** Source **
════════

[Python-Dev] Proposed PEP: Optimizing Global Variable and Attribute Access
Skip Montanaro
skip@pobox.com (Skip Montanaro)
Tue, 14 Aug 2001 00:57:44 -0500
Here's a first stab at a PEP for optimizing global variable and attribute
access. Barry, when you get a chance, could you assign it a number and let
me know about any PEP-related formatting mistakes I made? (It would be nice
if PEP 1 referenced a piece of boilerplate people could use. While the PEP
Style section lists the headers, I wasn't sure what the Version and
Last-Modified headers were actually supposed to look like. Also, it wasn't
clear what I was supposed to put in the Post-History: header.)
Skip
------------------------------------------------------------------------------
PEP:
Title: Optimizing Global Variable and Attribute Access
Version: $Revision:$
Author: skip@pobox.com (Skip Montanaro)
Status: Draft
Type: Standards Track
Python-Version: 2.3
Created: 13-Aug-2001
Post-History:
Abstract
The bindings for most global variables and attributes of other modules
typically never change during the execution of a Python program, but
because of Python's dynamic nature, code which accesses such global
objects must run through a full lookup each time the object is needed.
This PEP proposes a mechanism that allows code that accesses most global
objects to treat them as local objects and places the burden of updating
references on the code that changes the name bindings of such objects.
Introduction
Consider the workhorse function sre_compile._compile. It is the
internal compilation function for the sre module. It consists almost
entirely of a loop over the elements of the pattern being compiled,
comparing opcodes with known constant values and appending tokens to an
outpu list. Most of the comparisons are with constants imported from
the sre_constants module. This means there are lots of LOAD_GLOBAL
bytecodes in the compiled output of this module. Just by reading the
code it's apparent that the author intended LITERAL, NOT_LITERAL,
OPCODES and many other symbols to be constants. Still, each time they
are involved in an expression, they must be looked up anew.

════════

** Data listing **
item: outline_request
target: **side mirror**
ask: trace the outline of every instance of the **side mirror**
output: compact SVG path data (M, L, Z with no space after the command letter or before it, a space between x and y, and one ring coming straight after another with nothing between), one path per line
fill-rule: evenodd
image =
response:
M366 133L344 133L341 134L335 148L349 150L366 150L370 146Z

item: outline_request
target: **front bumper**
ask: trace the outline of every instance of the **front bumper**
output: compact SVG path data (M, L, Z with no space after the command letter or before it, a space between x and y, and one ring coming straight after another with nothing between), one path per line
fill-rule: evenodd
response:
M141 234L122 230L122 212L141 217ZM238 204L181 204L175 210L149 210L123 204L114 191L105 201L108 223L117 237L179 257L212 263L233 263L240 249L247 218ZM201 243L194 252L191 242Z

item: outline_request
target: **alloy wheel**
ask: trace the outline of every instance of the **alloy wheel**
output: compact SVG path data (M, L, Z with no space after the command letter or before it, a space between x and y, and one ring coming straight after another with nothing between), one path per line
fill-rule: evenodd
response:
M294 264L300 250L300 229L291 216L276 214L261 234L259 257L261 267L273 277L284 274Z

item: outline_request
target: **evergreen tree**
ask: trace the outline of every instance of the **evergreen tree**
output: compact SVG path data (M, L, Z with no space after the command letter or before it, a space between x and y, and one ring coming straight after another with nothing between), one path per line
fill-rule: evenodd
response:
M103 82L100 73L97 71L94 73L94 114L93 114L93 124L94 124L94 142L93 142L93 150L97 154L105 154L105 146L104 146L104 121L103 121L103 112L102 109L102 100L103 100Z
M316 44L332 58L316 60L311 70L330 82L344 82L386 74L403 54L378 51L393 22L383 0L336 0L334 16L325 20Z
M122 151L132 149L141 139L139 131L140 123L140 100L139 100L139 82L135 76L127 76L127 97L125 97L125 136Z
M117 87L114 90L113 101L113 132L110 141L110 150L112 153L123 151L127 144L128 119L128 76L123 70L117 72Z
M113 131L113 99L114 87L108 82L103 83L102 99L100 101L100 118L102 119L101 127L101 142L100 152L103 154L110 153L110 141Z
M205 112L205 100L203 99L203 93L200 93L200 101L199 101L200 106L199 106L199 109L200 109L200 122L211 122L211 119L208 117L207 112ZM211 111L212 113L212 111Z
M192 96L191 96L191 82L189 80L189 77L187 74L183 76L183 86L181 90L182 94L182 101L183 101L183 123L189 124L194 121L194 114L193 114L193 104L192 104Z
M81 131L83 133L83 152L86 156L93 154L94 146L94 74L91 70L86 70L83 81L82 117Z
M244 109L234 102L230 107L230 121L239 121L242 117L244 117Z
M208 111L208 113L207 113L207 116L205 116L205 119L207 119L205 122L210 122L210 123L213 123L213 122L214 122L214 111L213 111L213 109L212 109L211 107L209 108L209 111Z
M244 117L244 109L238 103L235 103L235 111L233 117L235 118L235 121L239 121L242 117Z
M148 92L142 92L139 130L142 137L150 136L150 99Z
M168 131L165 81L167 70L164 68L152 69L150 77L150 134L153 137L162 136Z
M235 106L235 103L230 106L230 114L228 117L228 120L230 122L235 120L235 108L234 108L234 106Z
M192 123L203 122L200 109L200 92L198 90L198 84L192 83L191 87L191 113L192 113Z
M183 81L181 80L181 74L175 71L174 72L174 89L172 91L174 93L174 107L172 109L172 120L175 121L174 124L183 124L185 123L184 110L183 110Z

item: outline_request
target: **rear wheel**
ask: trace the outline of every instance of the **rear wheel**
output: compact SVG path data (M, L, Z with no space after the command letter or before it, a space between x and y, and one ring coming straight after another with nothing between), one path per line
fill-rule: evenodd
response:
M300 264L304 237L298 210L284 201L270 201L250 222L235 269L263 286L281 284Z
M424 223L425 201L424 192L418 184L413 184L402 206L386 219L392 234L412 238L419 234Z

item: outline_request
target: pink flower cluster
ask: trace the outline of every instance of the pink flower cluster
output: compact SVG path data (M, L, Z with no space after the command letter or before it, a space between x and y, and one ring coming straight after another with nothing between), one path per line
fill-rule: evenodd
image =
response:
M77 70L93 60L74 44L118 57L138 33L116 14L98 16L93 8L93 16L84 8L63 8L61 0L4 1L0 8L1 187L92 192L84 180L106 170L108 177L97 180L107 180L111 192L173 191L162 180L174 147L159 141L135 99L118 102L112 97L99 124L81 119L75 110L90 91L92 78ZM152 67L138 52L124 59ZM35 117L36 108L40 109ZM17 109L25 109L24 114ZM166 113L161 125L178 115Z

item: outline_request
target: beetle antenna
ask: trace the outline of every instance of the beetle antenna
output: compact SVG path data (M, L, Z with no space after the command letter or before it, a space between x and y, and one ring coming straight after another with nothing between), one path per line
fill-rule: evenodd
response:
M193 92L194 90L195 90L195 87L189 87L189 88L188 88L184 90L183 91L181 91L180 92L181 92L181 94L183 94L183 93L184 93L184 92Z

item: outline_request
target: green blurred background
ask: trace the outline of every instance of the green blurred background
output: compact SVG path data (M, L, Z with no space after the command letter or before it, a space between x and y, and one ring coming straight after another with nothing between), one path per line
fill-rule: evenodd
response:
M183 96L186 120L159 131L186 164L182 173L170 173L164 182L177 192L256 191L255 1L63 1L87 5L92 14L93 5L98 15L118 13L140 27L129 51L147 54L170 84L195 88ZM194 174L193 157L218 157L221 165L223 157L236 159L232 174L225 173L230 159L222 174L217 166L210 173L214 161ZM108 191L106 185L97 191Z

════════

** Instruction 1 **
Return the PEP post's text starting with "This PEP proposes" and going on through "of such objects.".
** Instruction 2 **
In the PEP post, which module supplies most of the constants that sre_compile._compile compares against?
The items come from a different source than the PEP post.

** Response 1 **
This PEP proposes a mechanism that allows code that accesses most global
objects to treat them as local objects and places the burden of updating
references on the code that changes the name bindings of such objects.

** Response 2 **
The sre_constants module.